=== Text extract ===
○ ○ ○ ○
# to many floating plants?



## Nova betta (Dec 5, 2014)

Hey guys!

I recently bought a portion a salvinia minima for my 5 gallon fluval chi. I love the look of the plants but I wonder if there are to many plants now. I have only had the plants for about 2 weeks and they have already doubled in size. There are tons of little baby leaves everywhere! I'm also worried if the plants are blocking out the light for my other plants.
I have 5 anubias plants, some buce, and java fern. Also the tank does look darker because my driftwood is still leaking tannins.

So I guess I just want your guys opinion if I should remove some of the plants, or if it is ok for now. The light is a Finnex Stingray clip on LED.


----------



## ThatFishThough (Jan 15, 2016)

A jungle! I love it! If you need to, you can build a floating ring and/or remove salvianna weekly. ;3 Do whatever you think it needs.


----------



## Nova betta (Dec 5, 2014)

ThatFishThough said:


> A jungle! I love it! If you need to, you can build a floating ring and/or remove salvianna weekly. ;3 Do whatever you think it needs.


I think I'll use a ring. It's a pain to feed him because I have to like move the plants around, not even to mention doing water changes...lol I hate it he loves it! I guess it's all for the fish!


----------



## Aqua Aurora (Oct 4, 2013)

That's how it is for half of my betta tanks! I always feed in 1 spot so after pushing the salvinia around several times ti just stays put and doesn't bloc the feeding hole.
I don't own a stingray clip on to compare its light strength (par) with what I use, but for what its worth I also keep low light plants (anubias and ferns) under the salvinia minima with lights that are raised a bit above the tank and everything has been growing fine. For water changes I cheat and pull all the salvinia out (by hand or with fishnet) and plop it in a cup/bowl, do my water change, then put it back in. But those tanks don't get water changes that often.


----------



## Nova betta (Dec 5, 2014)

Aqua Aurora said:


> That's how it is for half of my betta tanks! I always feed in 1 spot so after pushing the salvinia around several times ti just stays put and doesn't bloc the feeding hole.
> I don't own a stingray clip on to compare its light strength (par) with what I use, but for what its worth I also keep low light plants (anubias and ferns) under the salvinia minima with lights that are raised a bit above the tank and everything has been growing fine. For water changes I cheat and pull all the salvinia out (by hand or with fishnet) and plop it in a cup/bowl, do my water change, then put it back in. But those tanks don't get water changes that often.


Thanks for all the ideas! Water changes were a pain because I would find the plants all over my room lol. So i guess I'll just cheat like you!


----------



## MadtownD (Aug 29, 2014)

I net and throw out half the Salvinia weekly, before the water change, for the reasons you mention above. It always seems to grow back. I use the garbage and am careful not to get it in sink toilet etc. as it can be highly invasive.


----------



## NickAu (Sep 28, 2015)

I think thats perfect, as long as the fish can get surface air its fine.


----------



## kitkat67 (Mar 10, 2015)

I had too many floaters a few weeks ago. It got to the point where my fish were beaching themselves on emerged amazon sword leaves to get to air.


----------



## Nova betta (Dec 5, 2014)

Thanks for all the replies! I think I'm going to get a ring and try that while removing some salvinia weekly.


----------



## 206Betta (Jan 28, 2016)

Doesn't look like too much to me. If it ever gets to the point where the salvinia are stacked on top of one another then you can remove a portion of it. It'll grow back in about a week or so anyways. So, it won't be a loss.


----------
○ ○ ○ ○
=== Objective 1 ===
From the floating-plants thread:
(a) What tank did the original poster buy the salvinia minima for?
(b) Which light does the original poster use?
(c) Why does MadtownD keep the salvinia out of the sink and toilet?
=== Objective 2 ===
Please echo the floating-plants thread word for word, everything from "## 206Betta (Jan" down to "won't be a loss.".
Rely only on the floating-plants thread for your answers.

Source data:
○ ○ ○ ○
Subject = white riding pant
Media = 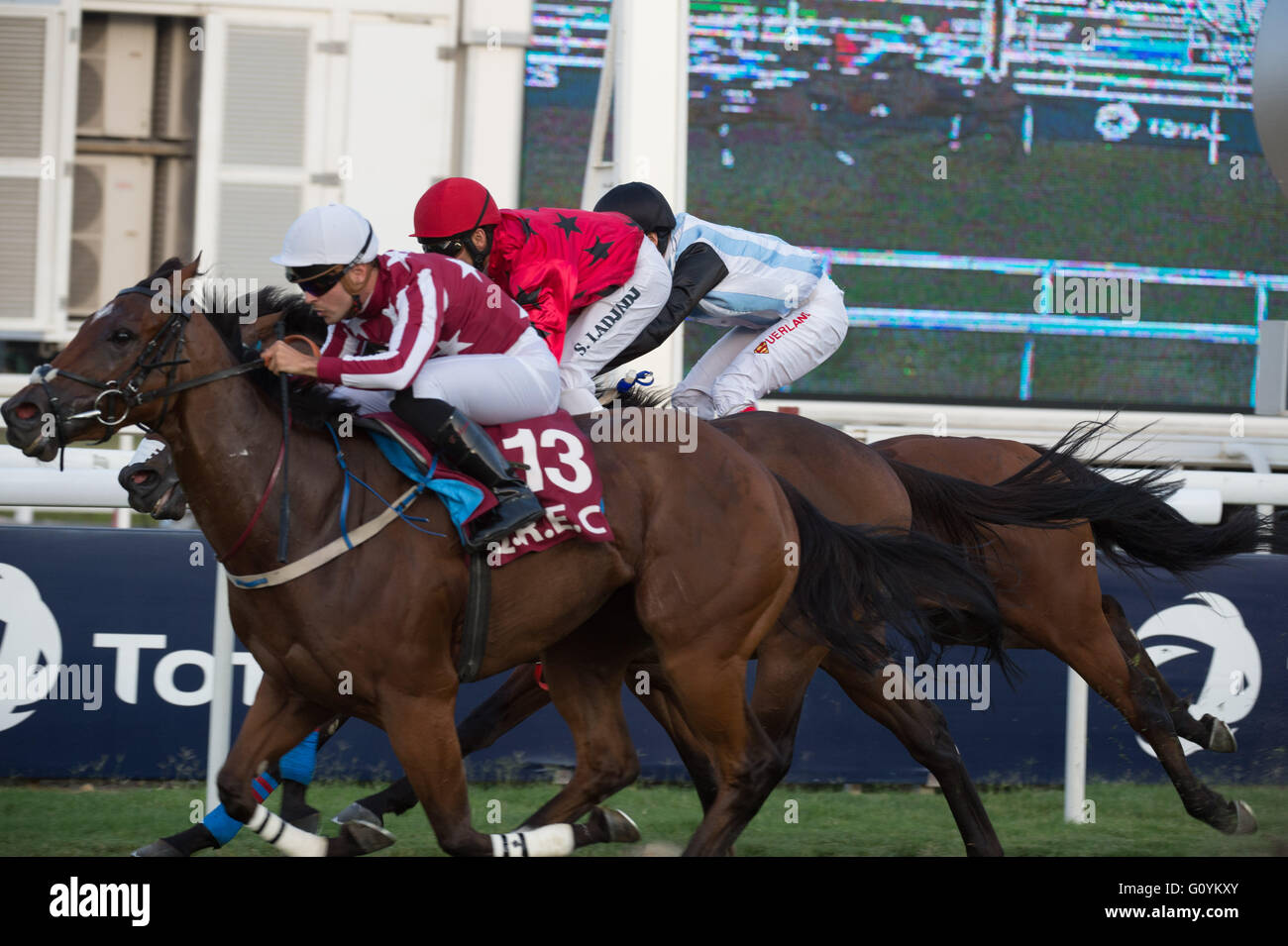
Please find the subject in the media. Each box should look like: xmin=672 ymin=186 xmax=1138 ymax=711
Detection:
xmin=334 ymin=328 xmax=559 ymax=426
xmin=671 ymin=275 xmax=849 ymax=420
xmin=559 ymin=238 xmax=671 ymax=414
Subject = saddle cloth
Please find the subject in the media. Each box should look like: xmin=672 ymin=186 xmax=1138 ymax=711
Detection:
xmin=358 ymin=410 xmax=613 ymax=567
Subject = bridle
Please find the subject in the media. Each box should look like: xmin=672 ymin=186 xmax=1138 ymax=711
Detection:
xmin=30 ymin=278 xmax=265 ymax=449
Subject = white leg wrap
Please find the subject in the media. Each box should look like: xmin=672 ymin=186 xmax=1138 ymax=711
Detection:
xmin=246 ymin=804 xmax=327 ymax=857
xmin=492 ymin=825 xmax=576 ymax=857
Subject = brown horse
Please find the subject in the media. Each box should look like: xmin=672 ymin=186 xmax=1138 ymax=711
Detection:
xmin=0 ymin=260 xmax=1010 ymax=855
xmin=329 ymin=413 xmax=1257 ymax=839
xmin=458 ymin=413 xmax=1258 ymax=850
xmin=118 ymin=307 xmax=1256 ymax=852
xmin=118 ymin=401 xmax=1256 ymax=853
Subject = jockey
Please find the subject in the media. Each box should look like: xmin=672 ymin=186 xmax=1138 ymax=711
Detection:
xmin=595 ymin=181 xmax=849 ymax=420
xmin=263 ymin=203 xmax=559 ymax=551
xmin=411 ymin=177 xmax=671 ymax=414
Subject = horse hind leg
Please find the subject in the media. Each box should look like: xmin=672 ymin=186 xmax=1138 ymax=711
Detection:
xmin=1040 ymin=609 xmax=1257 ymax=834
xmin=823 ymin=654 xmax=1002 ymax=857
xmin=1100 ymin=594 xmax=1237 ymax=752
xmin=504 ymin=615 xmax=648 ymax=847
○ ○ ○ ○
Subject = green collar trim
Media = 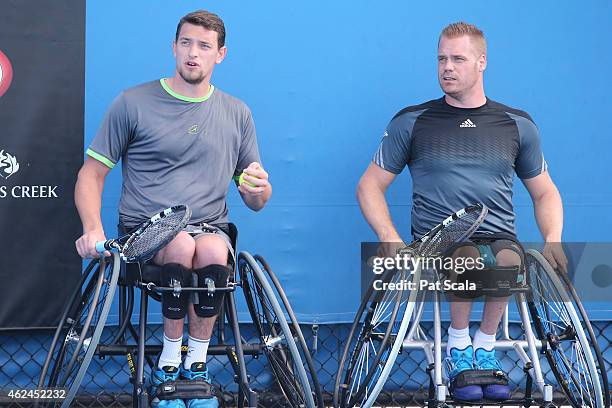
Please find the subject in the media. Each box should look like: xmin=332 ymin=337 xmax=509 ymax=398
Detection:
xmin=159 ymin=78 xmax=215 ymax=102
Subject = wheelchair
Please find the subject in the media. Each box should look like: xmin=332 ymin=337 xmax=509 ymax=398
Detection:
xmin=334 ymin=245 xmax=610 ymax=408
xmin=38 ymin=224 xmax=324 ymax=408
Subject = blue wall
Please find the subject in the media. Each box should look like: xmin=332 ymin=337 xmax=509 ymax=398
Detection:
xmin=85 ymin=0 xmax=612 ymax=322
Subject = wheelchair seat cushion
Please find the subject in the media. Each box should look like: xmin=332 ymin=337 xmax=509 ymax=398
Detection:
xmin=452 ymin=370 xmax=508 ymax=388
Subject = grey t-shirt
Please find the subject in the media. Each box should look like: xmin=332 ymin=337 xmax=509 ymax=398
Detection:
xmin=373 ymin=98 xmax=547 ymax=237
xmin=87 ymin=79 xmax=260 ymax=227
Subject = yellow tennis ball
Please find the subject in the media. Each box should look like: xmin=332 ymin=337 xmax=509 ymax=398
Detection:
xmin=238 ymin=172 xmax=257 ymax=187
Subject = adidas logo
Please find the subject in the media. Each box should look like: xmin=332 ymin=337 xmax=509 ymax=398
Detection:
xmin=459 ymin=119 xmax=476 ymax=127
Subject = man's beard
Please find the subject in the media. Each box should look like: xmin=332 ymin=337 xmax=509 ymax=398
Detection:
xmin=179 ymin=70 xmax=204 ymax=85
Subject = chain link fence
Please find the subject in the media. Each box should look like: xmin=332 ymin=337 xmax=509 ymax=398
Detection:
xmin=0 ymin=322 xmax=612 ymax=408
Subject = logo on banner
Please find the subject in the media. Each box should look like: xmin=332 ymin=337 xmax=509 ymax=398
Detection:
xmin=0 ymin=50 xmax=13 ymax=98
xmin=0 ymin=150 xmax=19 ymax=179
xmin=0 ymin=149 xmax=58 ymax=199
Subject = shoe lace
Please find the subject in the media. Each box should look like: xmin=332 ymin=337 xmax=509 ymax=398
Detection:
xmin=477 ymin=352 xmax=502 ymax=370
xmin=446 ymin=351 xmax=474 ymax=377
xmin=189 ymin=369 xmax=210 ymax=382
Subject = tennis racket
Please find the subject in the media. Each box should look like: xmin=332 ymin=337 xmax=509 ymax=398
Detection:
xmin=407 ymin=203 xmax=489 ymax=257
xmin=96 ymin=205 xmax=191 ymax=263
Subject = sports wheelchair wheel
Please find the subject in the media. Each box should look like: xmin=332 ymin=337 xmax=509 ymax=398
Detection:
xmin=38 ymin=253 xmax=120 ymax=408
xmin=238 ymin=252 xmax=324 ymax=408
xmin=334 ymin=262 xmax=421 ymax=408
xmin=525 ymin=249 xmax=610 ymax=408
○ ○ ○ ○
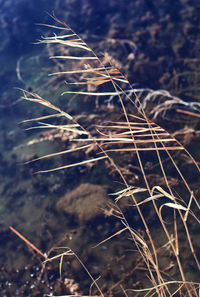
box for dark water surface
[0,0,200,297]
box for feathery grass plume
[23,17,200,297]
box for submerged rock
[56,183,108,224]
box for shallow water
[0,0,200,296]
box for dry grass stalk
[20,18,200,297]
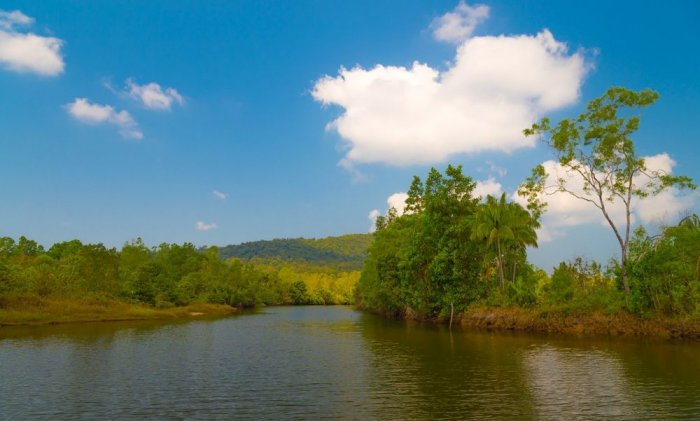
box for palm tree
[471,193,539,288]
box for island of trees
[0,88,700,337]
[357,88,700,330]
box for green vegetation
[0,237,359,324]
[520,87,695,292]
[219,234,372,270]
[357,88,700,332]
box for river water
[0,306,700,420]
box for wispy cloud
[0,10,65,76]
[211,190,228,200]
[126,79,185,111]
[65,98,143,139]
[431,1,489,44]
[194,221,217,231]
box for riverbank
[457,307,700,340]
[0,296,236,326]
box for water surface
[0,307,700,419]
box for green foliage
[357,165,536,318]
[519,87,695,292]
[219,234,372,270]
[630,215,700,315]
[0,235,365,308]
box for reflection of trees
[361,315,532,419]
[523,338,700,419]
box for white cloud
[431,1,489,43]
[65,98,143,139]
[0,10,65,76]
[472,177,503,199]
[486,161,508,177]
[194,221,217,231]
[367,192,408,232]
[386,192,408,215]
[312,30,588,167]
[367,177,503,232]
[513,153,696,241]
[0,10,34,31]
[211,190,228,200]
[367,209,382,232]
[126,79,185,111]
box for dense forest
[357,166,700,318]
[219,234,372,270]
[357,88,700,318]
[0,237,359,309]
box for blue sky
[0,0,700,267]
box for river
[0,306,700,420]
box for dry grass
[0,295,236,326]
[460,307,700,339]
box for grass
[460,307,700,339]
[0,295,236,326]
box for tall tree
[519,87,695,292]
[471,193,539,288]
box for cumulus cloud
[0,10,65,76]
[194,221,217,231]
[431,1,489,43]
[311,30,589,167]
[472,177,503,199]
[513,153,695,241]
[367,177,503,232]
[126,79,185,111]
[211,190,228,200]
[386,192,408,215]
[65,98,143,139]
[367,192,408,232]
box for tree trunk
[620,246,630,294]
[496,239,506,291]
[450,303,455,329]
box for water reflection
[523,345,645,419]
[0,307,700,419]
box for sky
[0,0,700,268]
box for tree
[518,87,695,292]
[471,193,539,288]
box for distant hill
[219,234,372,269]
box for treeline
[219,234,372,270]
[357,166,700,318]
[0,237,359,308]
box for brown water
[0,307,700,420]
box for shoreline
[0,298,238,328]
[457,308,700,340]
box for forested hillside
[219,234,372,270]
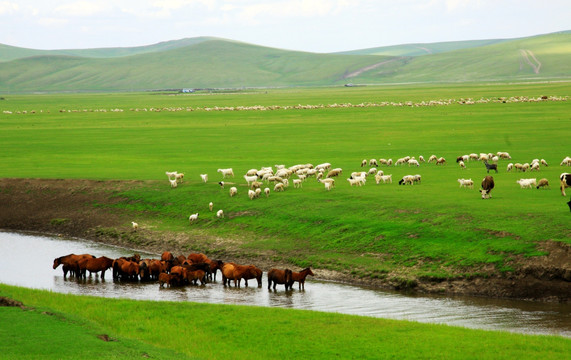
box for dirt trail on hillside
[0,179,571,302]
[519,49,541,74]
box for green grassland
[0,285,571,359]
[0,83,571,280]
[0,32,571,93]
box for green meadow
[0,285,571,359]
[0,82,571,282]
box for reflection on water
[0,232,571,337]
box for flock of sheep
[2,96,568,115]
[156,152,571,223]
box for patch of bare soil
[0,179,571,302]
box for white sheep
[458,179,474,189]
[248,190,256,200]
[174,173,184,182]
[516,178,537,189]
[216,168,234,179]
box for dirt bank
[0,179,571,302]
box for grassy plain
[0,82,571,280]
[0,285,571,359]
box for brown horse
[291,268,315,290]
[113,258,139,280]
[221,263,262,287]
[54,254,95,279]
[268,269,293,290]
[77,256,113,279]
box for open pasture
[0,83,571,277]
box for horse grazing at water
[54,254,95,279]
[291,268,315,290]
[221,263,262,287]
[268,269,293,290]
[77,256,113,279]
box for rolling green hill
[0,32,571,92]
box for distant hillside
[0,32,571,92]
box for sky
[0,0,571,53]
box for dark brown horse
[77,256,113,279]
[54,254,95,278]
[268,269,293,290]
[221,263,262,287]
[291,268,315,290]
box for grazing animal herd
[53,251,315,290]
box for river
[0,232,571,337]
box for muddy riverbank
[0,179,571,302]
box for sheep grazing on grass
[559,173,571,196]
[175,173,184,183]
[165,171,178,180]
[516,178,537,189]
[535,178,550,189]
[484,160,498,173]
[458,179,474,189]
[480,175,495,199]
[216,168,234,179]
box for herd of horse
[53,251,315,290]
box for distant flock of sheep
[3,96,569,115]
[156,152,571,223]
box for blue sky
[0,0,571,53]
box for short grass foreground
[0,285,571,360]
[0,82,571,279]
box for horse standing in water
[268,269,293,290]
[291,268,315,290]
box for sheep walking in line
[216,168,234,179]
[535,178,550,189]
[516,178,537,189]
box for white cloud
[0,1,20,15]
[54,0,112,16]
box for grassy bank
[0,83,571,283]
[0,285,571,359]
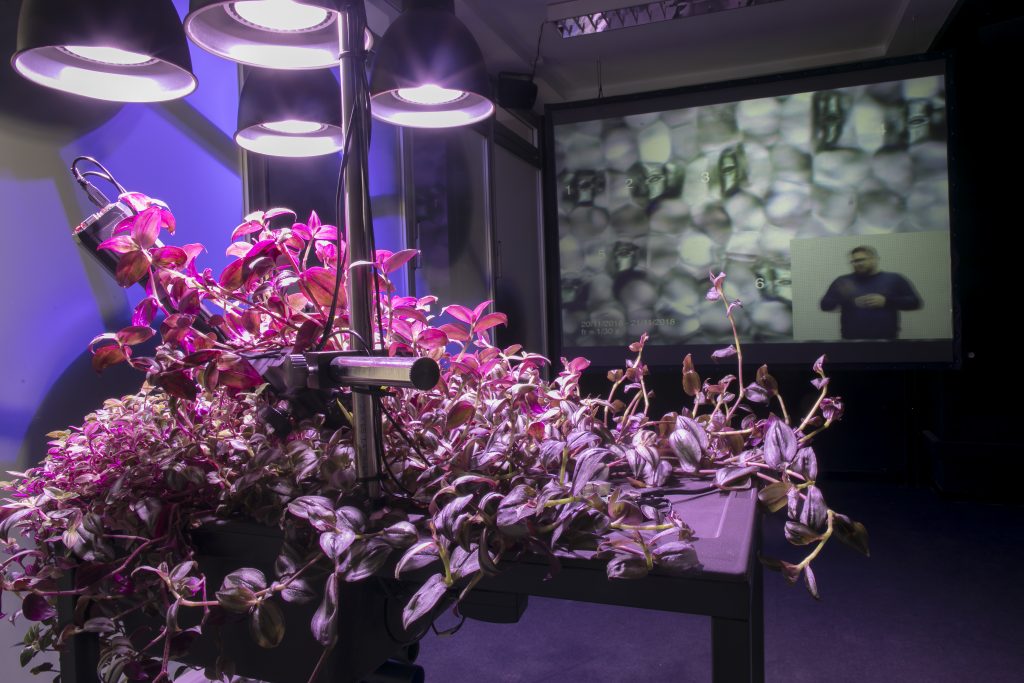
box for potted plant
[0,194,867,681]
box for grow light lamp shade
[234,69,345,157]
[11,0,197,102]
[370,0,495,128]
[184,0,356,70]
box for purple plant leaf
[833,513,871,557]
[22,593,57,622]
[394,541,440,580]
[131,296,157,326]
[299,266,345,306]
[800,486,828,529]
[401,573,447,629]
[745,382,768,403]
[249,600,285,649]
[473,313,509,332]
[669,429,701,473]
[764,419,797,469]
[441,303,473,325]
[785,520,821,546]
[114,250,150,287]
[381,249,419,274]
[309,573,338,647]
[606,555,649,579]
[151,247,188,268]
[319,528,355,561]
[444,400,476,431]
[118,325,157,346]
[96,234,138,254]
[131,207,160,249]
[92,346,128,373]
○ ○ ○ ○
=== Answer 1 ===
(a) A 5 gallon Fluval Chi.
(b) A Finnex Stingray clip on LED.
(c) It can be highly invasive.

=== Answer 2 ===
## 206Betta (Jan 28, 2016)

Doesn't look like too much to me. If it ever gets to the point where the salvinia are stacked on top of one another then you can remove a portion of it. It'll grow back in about a week or so anyways. So, it won't be a loss.